— Excerpt provided —
● ● ● ● ● ● ●

As such NSX configuration is very specific to individual needs and having a fixed set of steps is not practical. But for lab / learning purposes one can go through below steps to get a working NSX-T 3.0 setup with edge cluster and Tier gateways (Both T0, T1) which talk to ToR using BGP.

Pre-requisites

1. Following values / pre-requisites are required before we can go ahead with the NSX-T 3.0 setup with BGP peering with ToR switches:
   • NTP for the setup
   • DNS to resolve various FQDN for the setup
   • NSX-T, vCenter, ESXi licenses
   • ESXi hosts IP, FQDN, Management VLAN, vMotion VLAN, Shared storage/vSAN
   • vCenter IP, FQDN, VLAN
   • NSX-T manager management IP
   • VLAN for Host VTEP communication - Needs DHCP
   • VLAN for Edge VTEP communication
   • VLAN for left ToR Edge Uplink (North-South)
   • VLAN for right ToR Edge Uplink (North-South)
   • Two IPs for edge in management VLAN with DNS entries
   • Two IPs per edge (4 for 2 edges) in edge VTEP communication VLAN
   • Two IPs per edge (one in left ToR Edge uplink VLAN and other in right ToR Edge uplink VLAN)
   • BGP configuration on both left and right ToR in respective uplink VLANs

Example values used for below steps

1. For example in below steps we are going to use below values

   NTP

   time.google.com

   DNS

   10.1.1.2 #A bind DNS specifically setup for rnd.com for lab experiments with 10.1.1.2 IP address Refer Configuring basic DNS service with bind. This DNS has named.conf and rnd.com.forward files as listed in below article.

   ESXi hosts IPs

   10.1.1.11 to 10.1.1.14

   ESXi hosts FQDN

   esxi01.rnd.com to esxi04.rnd.com

   Management VLAN

   201 - 10.1.1.0/24

   vMotion VLAN

   202 - 10.1.2.0/24. ESXi hosts will use IPs 10.1.2.11 to 10.1.2.14 in this VLAN for vMotion.

   Shared storage

   Created NFS at 10.1.1.41 using CentOS 7.x Cloudstack 4.11 Setup NFS for secondary and primary (if no central storage) storage

   vCenter Details

   IP: 10.1.1.3, FQDN: vcenter.rnd.com, VLAN:201 Management VLAN

   NSX-T maanger management IP

   10.1.1.4, FQDN: nsxt.rnd.com

   VLAN for Host VTEP communication

   VLAN 203 - 10.1.3.0/24. For this we can setup DHCP by adding a Linux machine with DHCP service to the network. Or we can setup DHCP service on ToR switches. Refer: Configure DHCP server on Cisco router

   VLAN for Edge VTEP communication

   VLAN 204 - 10.1.4.0/24

   VLAN for left ToR Edge Uplink (North-South)

   VLAN 205 - 10.1.5.0/24

   VLAN for right ToR Edge Uplink (North-South)

   VLAN 206 - 10.1.6.0/24

   Two IPs for edge in management VLAN with DNS entries

   edge01.rnd.com ( 10.1.1.21) and edge02.rnd.com (10.1.1.22)

● ● ● ● ● ● ●

— Information given —
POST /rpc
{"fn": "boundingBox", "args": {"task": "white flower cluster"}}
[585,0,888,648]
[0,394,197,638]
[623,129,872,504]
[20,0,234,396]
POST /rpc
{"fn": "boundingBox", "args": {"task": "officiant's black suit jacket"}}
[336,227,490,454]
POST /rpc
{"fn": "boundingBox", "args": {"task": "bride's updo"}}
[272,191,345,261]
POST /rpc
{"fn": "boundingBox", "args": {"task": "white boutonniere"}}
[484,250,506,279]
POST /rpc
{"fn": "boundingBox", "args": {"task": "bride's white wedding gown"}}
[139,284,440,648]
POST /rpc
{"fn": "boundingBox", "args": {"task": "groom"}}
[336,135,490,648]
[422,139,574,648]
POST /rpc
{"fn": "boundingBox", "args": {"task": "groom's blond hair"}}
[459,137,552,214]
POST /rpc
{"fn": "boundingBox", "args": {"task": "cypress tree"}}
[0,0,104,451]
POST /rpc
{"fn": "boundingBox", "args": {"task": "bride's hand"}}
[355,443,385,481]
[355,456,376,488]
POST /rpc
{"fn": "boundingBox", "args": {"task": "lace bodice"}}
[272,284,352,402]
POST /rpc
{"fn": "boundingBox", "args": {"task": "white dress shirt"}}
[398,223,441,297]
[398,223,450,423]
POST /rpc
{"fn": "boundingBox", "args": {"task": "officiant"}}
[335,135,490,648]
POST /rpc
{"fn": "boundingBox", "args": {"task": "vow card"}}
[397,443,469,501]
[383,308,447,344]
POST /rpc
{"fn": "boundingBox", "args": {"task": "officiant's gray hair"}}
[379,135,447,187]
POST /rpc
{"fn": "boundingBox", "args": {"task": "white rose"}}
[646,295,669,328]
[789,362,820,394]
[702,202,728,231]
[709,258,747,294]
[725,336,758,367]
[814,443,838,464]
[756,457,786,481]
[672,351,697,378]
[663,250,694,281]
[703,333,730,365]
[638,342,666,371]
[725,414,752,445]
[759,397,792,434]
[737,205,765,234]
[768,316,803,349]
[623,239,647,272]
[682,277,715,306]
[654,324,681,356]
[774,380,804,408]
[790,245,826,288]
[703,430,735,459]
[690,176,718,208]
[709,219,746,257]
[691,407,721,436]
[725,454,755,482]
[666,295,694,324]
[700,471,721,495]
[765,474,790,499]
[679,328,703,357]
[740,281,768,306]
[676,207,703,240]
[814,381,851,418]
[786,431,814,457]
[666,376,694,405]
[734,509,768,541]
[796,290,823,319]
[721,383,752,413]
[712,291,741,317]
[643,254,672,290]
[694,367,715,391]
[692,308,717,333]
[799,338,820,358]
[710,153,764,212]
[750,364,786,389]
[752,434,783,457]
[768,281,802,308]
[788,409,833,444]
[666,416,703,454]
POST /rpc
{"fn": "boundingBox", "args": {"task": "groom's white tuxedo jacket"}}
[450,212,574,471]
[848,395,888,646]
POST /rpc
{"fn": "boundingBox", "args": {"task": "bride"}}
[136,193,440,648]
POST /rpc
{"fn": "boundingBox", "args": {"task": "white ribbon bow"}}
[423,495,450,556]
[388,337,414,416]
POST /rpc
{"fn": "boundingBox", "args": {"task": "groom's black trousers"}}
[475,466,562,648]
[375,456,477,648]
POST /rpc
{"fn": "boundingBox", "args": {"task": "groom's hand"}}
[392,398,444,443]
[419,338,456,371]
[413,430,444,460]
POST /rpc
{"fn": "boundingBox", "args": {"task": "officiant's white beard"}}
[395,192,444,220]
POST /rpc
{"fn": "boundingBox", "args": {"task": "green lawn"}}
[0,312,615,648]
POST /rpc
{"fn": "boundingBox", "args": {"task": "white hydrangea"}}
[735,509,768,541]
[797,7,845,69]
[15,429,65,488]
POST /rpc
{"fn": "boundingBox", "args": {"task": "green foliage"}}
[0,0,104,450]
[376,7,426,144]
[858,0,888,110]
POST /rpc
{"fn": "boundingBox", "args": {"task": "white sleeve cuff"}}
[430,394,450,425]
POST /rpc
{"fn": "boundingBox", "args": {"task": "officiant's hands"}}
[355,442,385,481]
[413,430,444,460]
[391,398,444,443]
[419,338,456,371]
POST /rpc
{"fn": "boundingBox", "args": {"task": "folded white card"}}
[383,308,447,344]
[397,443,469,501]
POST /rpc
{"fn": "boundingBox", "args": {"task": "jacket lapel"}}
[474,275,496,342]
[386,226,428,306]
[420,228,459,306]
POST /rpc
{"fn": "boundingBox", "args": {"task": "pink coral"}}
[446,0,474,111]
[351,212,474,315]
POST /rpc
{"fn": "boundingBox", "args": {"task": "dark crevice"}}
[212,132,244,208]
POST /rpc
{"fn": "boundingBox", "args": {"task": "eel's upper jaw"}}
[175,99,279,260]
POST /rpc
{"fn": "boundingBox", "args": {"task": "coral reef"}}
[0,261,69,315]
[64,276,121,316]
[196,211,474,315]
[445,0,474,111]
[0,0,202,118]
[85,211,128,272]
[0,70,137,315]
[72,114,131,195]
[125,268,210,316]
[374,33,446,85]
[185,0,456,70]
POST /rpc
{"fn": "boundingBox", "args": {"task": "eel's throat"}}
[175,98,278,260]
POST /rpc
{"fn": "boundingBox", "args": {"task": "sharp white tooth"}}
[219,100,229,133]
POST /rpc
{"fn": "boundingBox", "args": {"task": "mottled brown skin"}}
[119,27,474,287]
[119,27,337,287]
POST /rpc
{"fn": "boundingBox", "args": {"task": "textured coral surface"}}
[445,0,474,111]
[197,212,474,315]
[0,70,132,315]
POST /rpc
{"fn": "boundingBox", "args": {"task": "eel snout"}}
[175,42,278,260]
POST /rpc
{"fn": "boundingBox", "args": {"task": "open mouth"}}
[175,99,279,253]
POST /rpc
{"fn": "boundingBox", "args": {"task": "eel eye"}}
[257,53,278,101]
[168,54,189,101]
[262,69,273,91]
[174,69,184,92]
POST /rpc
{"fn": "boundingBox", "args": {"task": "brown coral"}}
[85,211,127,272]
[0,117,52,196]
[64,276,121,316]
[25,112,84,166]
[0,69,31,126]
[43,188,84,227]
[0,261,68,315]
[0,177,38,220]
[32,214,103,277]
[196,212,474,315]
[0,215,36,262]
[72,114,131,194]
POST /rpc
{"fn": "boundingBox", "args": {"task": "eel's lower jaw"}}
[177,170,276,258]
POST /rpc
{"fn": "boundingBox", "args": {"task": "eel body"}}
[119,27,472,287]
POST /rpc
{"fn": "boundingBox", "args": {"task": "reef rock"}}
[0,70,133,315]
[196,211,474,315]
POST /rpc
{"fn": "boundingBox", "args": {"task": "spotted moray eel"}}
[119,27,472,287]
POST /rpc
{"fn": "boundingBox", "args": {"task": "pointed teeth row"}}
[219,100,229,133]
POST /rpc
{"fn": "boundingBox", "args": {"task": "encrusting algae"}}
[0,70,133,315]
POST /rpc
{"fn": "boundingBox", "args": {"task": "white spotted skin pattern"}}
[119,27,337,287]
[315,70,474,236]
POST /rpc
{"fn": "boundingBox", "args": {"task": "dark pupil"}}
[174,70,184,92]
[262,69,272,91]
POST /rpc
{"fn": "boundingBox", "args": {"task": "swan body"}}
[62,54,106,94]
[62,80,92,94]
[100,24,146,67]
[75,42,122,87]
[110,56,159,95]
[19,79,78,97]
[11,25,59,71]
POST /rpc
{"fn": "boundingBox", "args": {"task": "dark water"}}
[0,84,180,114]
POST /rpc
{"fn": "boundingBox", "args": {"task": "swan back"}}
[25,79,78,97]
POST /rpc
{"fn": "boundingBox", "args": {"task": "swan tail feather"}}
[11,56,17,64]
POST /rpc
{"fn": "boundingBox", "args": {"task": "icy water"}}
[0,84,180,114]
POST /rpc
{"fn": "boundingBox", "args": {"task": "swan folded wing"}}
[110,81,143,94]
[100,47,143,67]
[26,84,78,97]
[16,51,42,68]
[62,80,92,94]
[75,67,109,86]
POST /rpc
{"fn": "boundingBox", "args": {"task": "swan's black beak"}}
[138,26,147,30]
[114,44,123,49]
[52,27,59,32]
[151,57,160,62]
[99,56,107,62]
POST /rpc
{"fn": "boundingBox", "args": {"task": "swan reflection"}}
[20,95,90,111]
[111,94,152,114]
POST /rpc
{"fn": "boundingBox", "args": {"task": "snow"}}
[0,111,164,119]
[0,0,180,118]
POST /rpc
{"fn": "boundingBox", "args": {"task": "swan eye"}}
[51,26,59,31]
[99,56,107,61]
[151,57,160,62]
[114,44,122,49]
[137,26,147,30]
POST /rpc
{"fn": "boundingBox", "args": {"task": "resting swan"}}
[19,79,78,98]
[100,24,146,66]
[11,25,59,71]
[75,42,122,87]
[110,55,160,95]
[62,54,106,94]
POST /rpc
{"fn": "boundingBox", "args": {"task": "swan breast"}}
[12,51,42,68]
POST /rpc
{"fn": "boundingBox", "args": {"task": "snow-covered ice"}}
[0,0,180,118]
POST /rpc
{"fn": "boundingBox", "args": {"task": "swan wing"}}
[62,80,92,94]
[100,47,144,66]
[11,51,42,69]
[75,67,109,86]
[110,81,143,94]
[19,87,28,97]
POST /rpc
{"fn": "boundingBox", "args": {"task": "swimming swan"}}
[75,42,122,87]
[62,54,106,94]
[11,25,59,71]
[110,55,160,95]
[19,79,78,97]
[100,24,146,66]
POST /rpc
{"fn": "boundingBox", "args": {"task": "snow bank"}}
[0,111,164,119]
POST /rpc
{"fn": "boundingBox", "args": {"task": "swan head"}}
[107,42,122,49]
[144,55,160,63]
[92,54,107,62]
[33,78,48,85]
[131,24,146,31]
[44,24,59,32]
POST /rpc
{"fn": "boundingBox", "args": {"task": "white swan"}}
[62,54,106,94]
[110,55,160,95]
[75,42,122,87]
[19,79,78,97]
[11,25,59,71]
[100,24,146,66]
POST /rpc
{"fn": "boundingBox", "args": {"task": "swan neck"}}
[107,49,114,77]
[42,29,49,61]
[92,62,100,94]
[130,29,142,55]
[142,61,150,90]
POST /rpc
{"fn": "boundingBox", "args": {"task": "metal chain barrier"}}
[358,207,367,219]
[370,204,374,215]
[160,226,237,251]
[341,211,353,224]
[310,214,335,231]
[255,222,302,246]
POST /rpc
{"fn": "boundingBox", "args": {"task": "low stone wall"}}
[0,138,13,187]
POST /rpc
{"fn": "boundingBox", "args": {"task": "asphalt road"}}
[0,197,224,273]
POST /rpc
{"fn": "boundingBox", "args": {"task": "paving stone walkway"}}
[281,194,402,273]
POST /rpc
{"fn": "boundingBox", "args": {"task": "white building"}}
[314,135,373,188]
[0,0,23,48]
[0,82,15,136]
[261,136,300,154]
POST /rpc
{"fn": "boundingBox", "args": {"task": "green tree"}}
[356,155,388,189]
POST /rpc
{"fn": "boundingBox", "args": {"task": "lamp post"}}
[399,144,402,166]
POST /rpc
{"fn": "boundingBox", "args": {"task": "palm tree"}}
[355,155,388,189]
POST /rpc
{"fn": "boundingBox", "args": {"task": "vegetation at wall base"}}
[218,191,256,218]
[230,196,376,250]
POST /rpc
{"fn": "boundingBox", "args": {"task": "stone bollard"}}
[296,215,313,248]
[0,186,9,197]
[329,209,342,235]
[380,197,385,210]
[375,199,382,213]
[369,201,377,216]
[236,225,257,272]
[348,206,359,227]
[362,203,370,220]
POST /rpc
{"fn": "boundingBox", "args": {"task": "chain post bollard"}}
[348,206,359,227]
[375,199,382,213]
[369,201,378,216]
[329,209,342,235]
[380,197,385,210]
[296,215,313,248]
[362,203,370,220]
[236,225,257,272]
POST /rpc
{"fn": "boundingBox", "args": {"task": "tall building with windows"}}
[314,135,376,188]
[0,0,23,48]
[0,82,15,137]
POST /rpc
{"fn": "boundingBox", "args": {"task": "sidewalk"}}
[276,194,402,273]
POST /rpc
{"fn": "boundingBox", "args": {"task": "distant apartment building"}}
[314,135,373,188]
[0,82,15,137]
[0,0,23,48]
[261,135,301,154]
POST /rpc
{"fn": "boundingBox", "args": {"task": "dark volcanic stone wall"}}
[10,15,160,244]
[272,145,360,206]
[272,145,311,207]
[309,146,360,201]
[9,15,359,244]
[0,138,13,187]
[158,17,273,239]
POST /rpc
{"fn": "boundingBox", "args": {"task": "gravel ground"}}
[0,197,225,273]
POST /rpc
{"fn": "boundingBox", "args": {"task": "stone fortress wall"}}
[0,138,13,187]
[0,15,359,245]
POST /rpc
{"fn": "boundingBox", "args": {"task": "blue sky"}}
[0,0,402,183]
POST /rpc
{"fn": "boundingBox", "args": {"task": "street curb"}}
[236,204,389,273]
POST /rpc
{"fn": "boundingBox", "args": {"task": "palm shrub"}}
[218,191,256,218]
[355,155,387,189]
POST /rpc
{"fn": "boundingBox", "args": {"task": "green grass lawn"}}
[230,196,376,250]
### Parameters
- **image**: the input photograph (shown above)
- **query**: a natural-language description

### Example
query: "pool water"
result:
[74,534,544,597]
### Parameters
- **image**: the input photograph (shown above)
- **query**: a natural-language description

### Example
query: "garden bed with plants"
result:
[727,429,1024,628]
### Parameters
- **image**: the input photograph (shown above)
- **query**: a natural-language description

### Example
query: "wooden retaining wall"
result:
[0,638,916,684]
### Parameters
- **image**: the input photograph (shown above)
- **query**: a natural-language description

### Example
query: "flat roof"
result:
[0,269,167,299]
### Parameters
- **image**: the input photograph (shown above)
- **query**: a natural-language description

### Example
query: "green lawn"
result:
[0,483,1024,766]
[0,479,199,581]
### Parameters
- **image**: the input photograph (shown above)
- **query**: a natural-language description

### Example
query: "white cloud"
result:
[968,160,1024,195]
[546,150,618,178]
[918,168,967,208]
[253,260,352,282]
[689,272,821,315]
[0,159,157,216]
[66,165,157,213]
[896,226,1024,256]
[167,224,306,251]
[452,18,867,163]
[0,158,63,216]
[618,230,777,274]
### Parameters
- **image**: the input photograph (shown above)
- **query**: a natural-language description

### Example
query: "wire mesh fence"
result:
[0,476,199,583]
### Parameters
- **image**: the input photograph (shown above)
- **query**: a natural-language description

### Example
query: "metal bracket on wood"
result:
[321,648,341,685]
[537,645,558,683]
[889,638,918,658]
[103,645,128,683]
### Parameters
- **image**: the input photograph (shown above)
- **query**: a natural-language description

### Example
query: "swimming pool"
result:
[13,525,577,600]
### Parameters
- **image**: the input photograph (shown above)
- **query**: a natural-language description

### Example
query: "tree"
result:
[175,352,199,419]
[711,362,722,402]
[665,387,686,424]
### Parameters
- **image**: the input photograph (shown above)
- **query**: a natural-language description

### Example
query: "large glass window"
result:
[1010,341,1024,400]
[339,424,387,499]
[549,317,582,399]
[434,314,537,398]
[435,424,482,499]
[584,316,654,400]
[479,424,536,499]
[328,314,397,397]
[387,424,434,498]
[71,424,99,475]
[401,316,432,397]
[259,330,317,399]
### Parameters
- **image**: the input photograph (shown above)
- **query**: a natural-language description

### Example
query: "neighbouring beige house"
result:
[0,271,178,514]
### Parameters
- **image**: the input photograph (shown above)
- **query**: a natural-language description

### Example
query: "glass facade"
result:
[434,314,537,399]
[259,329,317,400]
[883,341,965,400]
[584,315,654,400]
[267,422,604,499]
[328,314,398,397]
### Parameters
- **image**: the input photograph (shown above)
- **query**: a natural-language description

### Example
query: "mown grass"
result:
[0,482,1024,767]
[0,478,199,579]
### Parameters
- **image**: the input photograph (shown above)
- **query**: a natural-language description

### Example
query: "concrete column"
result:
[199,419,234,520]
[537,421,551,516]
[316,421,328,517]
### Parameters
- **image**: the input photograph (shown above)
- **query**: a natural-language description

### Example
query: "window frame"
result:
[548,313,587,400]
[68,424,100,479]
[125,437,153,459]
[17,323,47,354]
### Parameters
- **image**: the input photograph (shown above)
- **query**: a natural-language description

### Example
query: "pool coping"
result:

● ● ● ● ● ● ●

— What to do —
1. In the NSX-T setup excerpt, which VLAN and subnet are used for vMotion?
2. Quote the part of the NSX-T setup excerpt that opens with the words containing "10.1.1.2 #A bind" and closes with "in below article.".
The items come from a source separate from the NSX-T setup excerpt.

— Answer list —
1. VLAN 202, with the subnet 10.1.2.0/24.

2.
10.1.1.2 #A bind DNS specifically setup for rnd.com for lab experiments with 10.1.1.2 IP address Refer Configuring basic DNS service with bind. This DNS has named.conf and rnd.com.forward files as listed in below article.